▶ **Consegna esercizio**: Ricopia senza alcuna modifica tutto ciò che va dall'inizio dei record fino alla riga che contiene "[[[300,190],[300,117],[250,108],[223,114],[277,175]]]", compresa quest'ultima.

▶ **Righe**:
- - -

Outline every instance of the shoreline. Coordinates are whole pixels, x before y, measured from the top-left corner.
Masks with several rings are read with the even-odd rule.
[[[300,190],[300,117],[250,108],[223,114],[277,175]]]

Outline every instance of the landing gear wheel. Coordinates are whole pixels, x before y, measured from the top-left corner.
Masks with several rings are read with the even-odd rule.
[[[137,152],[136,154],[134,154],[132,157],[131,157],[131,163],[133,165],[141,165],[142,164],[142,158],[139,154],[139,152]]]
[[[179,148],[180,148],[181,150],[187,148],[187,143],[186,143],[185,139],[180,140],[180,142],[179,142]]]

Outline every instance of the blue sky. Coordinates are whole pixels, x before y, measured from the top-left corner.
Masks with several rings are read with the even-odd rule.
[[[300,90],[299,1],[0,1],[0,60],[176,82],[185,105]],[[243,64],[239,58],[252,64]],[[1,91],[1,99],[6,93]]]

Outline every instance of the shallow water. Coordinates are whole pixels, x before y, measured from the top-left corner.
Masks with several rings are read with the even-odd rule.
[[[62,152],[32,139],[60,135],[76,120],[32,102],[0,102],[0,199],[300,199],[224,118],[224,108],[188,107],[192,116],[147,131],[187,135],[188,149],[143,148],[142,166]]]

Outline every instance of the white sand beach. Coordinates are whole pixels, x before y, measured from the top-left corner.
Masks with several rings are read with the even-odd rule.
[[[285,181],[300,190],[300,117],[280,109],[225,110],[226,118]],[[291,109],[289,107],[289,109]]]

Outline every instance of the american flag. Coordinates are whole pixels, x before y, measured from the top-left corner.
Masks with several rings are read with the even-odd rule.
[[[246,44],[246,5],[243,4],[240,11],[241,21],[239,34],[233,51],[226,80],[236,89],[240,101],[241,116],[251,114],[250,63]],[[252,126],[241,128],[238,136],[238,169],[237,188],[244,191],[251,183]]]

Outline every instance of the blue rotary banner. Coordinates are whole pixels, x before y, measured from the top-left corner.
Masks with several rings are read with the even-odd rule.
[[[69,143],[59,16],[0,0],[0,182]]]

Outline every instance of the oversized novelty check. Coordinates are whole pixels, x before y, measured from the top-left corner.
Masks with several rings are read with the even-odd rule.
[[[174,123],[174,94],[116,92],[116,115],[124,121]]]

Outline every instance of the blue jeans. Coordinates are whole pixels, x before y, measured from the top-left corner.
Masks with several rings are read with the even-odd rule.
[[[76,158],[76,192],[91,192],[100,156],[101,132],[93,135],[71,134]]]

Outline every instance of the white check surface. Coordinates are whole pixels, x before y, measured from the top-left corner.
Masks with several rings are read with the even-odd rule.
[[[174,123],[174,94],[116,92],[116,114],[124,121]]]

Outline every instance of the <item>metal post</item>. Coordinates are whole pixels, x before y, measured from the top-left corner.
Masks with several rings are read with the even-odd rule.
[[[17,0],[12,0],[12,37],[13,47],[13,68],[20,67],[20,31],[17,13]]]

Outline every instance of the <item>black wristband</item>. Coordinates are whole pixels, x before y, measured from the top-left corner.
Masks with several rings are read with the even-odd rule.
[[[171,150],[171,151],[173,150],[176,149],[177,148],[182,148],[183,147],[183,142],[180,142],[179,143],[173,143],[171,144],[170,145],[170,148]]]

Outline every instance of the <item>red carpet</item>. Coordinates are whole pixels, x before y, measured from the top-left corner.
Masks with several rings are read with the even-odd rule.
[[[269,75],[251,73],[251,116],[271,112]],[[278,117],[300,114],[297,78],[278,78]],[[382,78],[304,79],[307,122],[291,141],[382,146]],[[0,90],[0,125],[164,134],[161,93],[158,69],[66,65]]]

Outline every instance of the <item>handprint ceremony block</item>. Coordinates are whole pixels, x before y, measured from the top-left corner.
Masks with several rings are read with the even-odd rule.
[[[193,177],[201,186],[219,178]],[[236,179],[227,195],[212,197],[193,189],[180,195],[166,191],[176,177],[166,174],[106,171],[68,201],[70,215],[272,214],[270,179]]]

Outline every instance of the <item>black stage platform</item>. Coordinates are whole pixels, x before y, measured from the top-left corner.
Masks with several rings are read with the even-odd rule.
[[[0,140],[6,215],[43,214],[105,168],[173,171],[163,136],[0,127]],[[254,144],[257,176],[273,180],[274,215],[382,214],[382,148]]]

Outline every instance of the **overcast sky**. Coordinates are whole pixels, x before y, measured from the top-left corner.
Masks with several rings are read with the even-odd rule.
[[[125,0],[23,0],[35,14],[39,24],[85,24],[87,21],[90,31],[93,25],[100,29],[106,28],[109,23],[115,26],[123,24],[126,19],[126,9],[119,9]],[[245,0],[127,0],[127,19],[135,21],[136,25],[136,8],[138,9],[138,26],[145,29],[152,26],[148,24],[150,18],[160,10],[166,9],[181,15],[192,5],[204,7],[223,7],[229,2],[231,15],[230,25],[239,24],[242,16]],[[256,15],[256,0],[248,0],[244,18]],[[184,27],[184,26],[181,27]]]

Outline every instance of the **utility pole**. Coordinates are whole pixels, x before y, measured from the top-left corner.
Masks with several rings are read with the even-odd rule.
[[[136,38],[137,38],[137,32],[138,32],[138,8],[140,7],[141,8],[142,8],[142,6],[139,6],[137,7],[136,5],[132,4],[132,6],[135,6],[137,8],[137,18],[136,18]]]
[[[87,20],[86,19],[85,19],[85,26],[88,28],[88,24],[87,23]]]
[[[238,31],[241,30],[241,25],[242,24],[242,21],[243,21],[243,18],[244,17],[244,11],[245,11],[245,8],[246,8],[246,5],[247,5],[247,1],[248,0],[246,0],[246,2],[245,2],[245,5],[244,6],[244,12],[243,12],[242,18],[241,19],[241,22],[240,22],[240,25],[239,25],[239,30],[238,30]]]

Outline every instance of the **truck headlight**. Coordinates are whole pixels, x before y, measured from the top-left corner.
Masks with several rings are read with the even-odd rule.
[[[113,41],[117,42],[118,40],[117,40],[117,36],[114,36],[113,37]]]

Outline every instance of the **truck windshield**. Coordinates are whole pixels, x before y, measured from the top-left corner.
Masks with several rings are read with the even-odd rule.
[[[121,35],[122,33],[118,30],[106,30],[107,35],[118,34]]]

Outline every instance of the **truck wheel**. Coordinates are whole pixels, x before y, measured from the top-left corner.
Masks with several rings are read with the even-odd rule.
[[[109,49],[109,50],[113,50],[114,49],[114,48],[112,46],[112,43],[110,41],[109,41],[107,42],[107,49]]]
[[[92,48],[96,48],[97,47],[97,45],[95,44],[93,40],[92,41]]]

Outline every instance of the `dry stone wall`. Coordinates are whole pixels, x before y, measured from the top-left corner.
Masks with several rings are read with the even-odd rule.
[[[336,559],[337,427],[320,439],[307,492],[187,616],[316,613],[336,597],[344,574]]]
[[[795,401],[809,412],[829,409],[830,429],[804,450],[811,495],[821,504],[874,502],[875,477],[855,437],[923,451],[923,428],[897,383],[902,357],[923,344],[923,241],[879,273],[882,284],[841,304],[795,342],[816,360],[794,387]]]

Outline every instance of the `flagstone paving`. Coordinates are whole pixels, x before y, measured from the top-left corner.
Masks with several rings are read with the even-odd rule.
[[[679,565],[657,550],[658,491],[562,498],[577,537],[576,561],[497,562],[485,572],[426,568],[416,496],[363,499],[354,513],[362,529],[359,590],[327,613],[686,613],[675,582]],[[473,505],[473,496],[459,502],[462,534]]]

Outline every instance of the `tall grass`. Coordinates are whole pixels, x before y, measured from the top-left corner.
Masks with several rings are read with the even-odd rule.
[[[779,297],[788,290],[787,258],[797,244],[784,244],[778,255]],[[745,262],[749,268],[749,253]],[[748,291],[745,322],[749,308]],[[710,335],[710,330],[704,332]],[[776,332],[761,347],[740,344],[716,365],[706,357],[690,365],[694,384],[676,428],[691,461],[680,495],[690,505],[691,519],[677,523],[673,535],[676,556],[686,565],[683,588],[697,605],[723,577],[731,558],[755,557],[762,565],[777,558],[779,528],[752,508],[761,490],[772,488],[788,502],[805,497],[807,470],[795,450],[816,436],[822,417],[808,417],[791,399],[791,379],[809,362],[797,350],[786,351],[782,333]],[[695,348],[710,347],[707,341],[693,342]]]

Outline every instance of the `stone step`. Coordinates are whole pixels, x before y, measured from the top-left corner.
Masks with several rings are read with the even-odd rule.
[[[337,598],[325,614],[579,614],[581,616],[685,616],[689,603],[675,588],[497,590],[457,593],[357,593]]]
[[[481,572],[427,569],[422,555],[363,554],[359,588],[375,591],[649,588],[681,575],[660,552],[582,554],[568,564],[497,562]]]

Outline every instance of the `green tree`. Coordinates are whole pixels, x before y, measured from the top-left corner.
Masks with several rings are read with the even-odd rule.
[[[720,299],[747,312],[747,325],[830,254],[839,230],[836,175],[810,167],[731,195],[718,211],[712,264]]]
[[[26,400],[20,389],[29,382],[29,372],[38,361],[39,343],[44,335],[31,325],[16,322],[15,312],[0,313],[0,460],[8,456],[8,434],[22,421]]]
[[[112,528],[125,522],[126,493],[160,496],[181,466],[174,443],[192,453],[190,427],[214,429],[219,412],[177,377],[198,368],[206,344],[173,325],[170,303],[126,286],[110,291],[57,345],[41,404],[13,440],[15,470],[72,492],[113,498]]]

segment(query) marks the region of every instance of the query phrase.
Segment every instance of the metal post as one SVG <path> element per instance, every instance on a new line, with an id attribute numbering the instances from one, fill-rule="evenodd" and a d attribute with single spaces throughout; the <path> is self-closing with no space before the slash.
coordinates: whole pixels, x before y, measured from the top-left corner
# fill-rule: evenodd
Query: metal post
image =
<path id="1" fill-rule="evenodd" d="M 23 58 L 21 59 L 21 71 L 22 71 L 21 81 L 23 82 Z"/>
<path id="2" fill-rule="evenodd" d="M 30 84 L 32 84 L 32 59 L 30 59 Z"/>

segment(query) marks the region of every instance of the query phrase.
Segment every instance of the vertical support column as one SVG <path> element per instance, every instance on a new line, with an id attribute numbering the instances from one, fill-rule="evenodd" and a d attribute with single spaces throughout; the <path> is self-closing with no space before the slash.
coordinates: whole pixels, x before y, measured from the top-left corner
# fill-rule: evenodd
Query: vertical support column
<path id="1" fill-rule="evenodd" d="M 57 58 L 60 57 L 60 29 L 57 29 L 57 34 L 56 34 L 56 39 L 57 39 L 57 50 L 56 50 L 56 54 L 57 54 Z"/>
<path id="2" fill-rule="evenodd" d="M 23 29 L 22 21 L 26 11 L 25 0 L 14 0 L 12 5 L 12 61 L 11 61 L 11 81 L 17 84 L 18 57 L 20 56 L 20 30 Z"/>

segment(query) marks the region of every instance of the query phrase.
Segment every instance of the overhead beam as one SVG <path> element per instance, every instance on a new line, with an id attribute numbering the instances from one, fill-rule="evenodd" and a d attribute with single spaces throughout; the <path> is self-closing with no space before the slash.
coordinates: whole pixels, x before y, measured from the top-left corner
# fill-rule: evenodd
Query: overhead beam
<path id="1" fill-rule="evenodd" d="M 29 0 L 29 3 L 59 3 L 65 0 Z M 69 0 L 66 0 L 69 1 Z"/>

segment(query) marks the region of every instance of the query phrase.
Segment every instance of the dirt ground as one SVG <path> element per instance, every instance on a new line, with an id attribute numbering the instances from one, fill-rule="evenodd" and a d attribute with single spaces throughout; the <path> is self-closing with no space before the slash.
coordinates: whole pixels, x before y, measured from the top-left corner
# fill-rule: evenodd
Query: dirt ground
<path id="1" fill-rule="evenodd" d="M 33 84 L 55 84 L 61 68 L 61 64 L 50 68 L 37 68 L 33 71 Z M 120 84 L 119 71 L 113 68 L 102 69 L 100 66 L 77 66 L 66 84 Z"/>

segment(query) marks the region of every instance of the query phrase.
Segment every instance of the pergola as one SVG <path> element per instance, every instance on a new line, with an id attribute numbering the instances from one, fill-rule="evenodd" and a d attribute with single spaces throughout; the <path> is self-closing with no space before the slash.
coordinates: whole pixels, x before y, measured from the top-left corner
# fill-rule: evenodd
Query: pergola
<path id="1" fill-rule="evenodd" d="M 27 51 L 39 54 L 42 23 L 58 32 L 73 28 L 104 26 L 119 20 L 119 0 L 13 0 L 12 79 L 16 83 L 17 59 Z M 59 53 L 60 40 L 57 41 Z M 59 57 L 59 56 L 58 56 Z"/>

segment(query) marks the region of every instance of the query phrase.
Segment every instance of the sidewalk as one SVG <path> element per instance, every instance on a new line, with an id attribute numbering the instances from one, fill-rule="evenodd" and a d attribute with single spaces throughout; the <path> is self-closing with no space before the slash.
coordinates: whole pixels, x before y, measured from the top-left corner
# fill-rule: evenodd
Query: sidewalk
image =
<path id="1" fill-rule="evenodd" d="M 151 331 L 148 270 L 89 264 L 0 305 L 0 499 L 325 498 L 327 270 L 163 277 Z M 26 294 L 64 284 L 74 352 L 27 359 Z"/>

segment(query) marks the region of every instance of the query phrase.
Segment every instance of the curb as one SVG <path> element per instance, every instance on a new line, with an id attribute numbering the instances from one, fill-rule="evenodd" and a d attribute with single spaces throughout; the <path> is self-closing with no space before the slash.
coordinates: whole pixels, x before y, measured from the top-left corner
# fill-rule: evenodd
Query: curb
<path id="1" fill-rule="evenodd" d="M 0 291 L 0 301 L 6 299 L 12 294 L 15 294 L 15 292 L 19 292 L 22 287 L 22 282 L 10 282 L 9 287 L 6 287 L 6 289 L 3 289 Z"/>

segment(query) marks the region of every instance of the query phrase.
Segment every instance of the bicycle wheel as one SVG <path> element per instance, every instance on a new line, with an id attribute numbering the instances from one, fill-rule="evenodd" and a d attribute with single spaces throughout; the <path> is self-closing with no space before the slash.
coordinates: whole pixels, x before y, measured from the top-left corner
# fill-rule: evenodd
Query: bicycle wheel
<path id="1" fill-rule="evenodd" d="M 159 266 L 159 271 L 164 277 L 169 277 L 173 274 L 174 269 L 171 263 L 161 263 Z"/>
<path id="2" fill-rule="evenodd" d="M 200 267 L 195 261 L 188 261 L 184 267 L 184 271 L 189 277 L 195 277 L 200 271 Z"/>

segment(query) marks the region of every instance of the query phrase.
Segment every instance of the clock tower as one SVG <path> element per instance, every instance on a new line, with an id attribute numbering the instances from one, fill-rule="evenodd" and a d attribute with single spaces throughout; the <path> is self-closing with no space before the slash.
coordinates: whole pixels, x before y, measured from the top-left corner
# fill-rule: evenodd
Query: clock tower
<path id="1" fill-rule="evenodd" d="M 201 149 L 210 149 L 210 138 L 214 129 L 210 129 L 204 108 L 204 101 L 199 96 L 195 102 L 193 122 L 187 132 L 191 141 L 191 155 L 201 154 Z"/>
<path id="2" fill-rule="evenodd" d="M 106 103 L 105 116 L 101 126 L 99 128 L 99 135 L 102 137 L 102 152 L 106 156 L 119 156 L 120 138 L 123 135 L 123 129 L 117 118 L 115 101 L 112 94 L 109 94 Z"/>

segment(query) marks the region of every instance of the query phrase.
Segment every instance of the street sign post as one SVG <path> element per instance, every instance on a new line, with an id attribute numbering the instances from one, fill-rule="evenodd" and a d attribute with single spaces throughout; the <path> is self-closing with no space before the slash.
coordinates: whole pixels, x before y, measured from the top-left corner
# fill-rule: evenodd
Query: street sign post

- - -

▶ **Risultato corretto**:
Outline every instance of the shoreline. Coordinates are whole pixels, x before y, measured from the top-left corner.
Masks with several rings are read with the even-odd rule.
[[[300,190],[300,117],[250,108],[223,114],[277,175]]]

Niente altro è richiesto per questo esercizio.